-- Your instructions --
Copy every row below word for word, omitting the pictures.

-- Material supplied --
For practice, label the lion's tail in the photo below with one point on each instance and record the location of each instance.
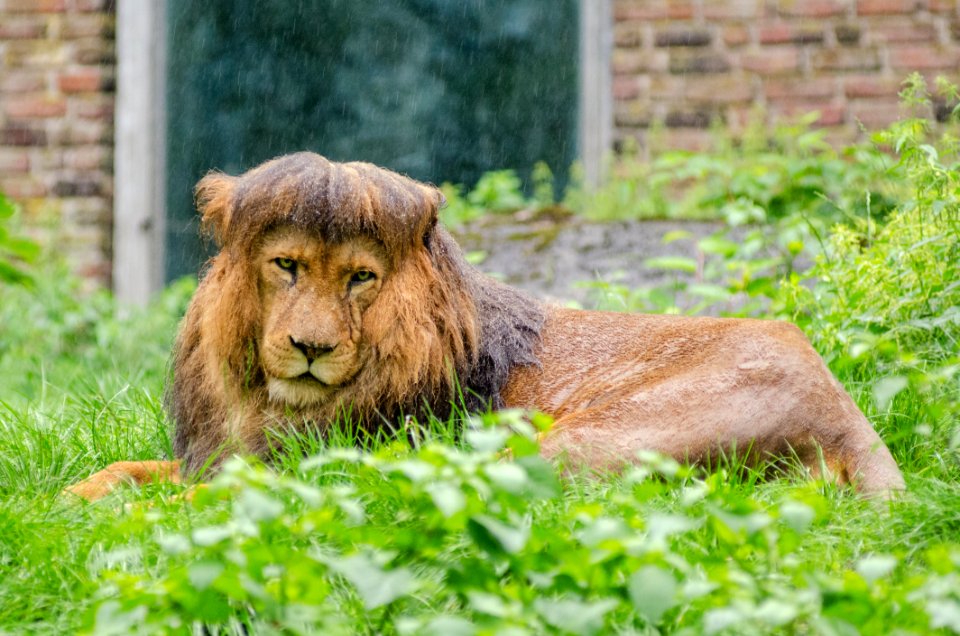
(866, 461)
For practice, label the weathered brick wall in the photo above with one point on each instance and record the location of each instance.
(678, 65)
(56, 123)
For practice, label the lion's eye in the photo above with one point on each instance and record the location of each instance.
(286, 264)
(362, 277)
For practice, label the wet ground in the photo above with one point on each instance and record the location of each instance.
(552, 257)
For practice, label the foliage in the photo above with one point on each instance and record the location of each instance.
(14, 250)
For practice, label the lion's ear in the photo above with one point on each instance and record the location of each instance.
(436, 201)
(213, 195)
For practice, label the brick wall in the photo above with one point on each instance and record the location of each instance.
(56, 123)
(678, 65)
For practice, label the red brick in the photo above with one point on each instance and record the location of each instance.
(783, 33)
(731, 9)
(20, 135)
(35, 107)
(627, 62)
(810, 8)
(628, 34)
(800, 88)
(943, 6)
(81, 80)
(95, 51)
(919, 57)
(847, 34)
(684, 62)
(887, 7)
(831, 114)
(846, 59)
(771, 61)
(82, 26)
(725, 89)
(868, 86)
(86, 131)
(667, 87)
(94, 107)
(691, 139)
(626, 87)
(21, 81)
(13, 161)
(691, 118)
(632, 115)
(36, 53)
(22, 187)
(22, 27)
(874, 114)
(901, 30)
(653, 10)
(93, 5)
(682, 36)
(35, 6)
(735, 35)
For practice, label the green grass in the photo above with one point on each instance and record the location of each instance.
(445, 536)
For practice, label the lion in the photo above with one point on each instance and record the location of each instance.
(336, 292)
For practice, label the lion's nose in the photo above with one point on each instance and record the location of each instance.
(312, 350)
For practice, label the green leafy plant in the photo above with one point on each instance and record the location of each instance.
(15, 251)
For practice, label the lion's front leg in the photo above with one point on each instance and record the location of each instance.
(102, 483)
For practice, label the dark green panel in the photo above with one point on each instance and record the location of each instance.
(442, 90)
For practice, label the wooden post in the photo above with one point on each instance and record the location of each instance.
(596, 88)
(140, 155)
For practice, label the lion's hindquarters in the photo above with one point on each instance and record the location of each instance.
(103, 482)
(751, 386)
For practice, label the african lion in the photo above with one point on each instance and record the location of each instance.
(335, 290)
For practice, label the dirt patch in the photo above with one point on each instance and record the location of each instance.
(552, 258)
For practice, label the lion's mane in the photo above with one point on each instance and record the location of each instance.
(442, 334)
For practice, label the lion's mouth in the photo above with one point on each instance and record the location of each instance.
(308, 378)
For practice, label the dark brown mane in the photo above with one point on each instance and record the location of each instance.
(441, 330)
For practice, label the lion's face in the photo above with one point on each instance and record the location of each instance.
(313, 297)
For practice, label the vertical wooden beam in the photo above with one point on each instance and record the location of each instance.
(140, 155)
(596, 87)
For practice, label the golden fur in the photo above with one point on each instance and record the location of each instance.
(335, 291)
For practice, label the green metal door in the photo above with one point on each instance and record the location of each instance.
(441, 90)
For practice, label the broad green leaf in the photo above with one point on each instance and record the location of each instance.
(776, 613)
(653, 591)
(574, 616)
(376, 586)
(490, 532)
(719, 619)
(202, 574)
(448, 499)
(944, 613)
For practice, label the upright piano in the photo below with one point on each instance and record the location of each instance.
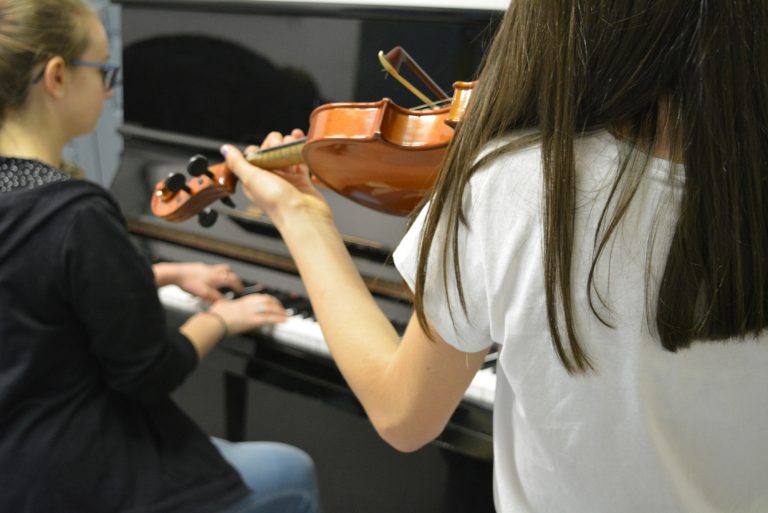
(200, 73)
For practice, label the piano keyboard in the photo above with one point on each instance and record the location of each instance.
(302, 332)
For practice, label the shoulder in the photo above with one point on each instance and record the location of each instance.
(76, 198)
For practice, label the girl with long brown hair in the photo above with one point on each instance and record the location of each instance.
(601, 214)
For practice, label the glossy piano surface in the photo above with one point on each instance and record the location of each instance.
(280, 383)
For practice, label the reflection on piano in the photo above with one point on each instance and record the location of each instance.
(302, 332)
(280, 383)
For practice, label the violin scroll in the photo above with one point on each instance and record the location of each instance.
(177, 199)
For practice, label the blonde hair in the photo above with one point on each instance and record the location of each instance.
(31, 32)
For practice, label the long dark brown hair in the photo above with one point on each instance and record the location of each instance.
(568, 67)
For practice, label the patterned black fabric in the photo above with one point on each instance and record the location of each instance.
(26, 174)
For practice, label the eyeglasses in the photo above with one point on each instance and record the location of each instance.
(109, 72)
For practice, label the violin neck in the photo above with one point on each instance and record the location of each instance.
(278, 157)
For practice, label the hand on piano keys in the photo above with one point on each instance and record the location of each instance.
(300, 331)
(197, 278)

-- Response --
For practice, label the lion's tail in the photo below with one point on each instance and record the location of each instance.
(866, 461)
For practice, label the weathered brick wall in the photo above with one point on each instance and record the location of each instance.
(678, 65)
(56, 123)
For practice, label the lion's eye in the photo above with one point on each instance and record the location of each instance.
(286, 264)
(362, 277)
For practice, label the wet ground in the photo above with one point on each instance and record the location of each instance.
(552, 257)
For practice, label the foliage in the photo above with one point on each instance and record the location of each instance.
(14, 250)
For practice, label the lion's ear in the photo above with one point on each instance and record the location of each instance.
(436, 201)
(213, 195)
For practice, label the brick wall in the photo above with one point on each instance and record the location of each instance.
(56, 123)
(678, 65)
For practice, label the red brick in the photo above with one point on each instance and record the location of each instance.
(783, 33)
(731, 9)
(20, 135)
(35, 107)
(627, 62)
(810, 8)
(628, 34)
(800, 88)
(943, 6)
(81, 80)
(95, 51)
(919, 57)
(847, 34)
(684, 62)
(887, 7)
(831, 114)
(846, 59)
(771, 61)
(82, 26)
(725, 89)
(868, 86)
(86, 131)
(667, 87)
(94, 107)
(691, 139)
(626, 87)
(21, 81)
(13, 161)
(691, 118)
(632, 115)
(36, 53)
(22, 187)
(22, 27)
(874, 114)
(901, 30)
(653, 10)
(93, 5)
(682, 36)
(35, 6)
(735, 35)
For practice, label the green grass in the photo above with one point on each instance and record the location of each instance.
(445, 536)
For practice, label the lion in the photo above with one point on each instance and record the location of each instance.
(336, 292)
For practice, label the lion's nose in the photo above with one point on each instance and record the location of each instance.
(312, 350)
For practice, label the green leafy plant in the photo above with one point on each instance and record the location of each instance.
(15, 251)
For practice, label the lion's front leg in the photo above with one point on each instance and record the location of each instance.
(102, 483)
For practice, label the dark green panel in the photo above with one point on each instance and record the location of each instance.
(442, 90)
For practice, label the wooden post in the photo above with one point on each instance and record the location of each instance.
(596, 88)
(140, 155)
For practice, label the lion's hindquarters in the photo above with one point on each instance and record the location of each instance.
(103, 482)
(751, 386)
For practice, label the african lion in the photo above with one point on each instance and record the location of each instance.
(335, 290)
For practice, label the dirt patch in the photo above with one point on each instance and record the location of each instance.
(552, 258)
For practice, label the lion's mane in the photo above with one point on each instance and record the location of each instance.
(442, 334)
For practice, label the lion's mouth in the photo above with one point on each instance and record the location of each instance.
(308, 378)
For practice, label the dark brown mane in the photo above with one point on each instance and record the location of each instance.
(441, 330)
For practice, label the lion's face in the photo above with one point on each instance and record the location of each instance.
(313, 297)
For practice, label the vertical wooden beam in the photo above with one point on each instance and record the location of each instance.
(140, 155)
(596, 87)
For practice, label the golden fur in the photo above with one point on each instance and record the location of each instance.
(335, 291)
For practice, label the green metal door in the photo above with one point on each instance and record the location of each instance.
(441, 90)
For practice, label the broad green leaf in the photo above with one point on each instance and record the location of each instance.
(776, 613)
(653, 591)
(574, 616)
(376, 586)
(490, 532)
(719, 619)
(202, 574)
(448, 499)
(944, 613)
For practice, label the upright piano in the photo below with one point on each instance and record the location of each instance.
(200, 73)
For practice, label the piano keyboard in the photo above with one point on each instance and record the location of each instance.
(302, 332)
For practice, label the shoulder in the photo above with one point on each instance and record the location of each instance.
(76, 198)
For practice, label the girl with long brown hair in the photo above with one point on each instance and record the location of each instance.
(601, 214)
For practice, label the glossy piano surface in the photo above with one point on each instance and record the location of each instance.
(280, 383)
For practice, label the reflection on piano in the photo above with one point on each instance and record the location of each instance.
(302, 332)
(280, 383)
For practice, label the violin scroll in the photo above with one point on each instance and record the location of each instance.
(177, 199)
For practice, label the blonde hair in the photo above with one point on each instance and record the location of each instance.
(31, 32)
For practice, label the long dark brown hair in the photo above with one point on each instance and record the location of each instance.
(568, 67)
For practice, label the patterned black fabric in the photo above with one point on each instance and record the location of each instance.
(26, 174)
For practice, label the eyeglasses in the photo above with one point on each instance and record the location of each instance.
(109, 72)
For practice, label the violin neck in the photo above with one point on each instance and record the location of each instance.
(278, 157)
For practice, label the hand on piano keys in the photo above with one point on each instance and record the location of each instance.
(300, 331)
(197, 278)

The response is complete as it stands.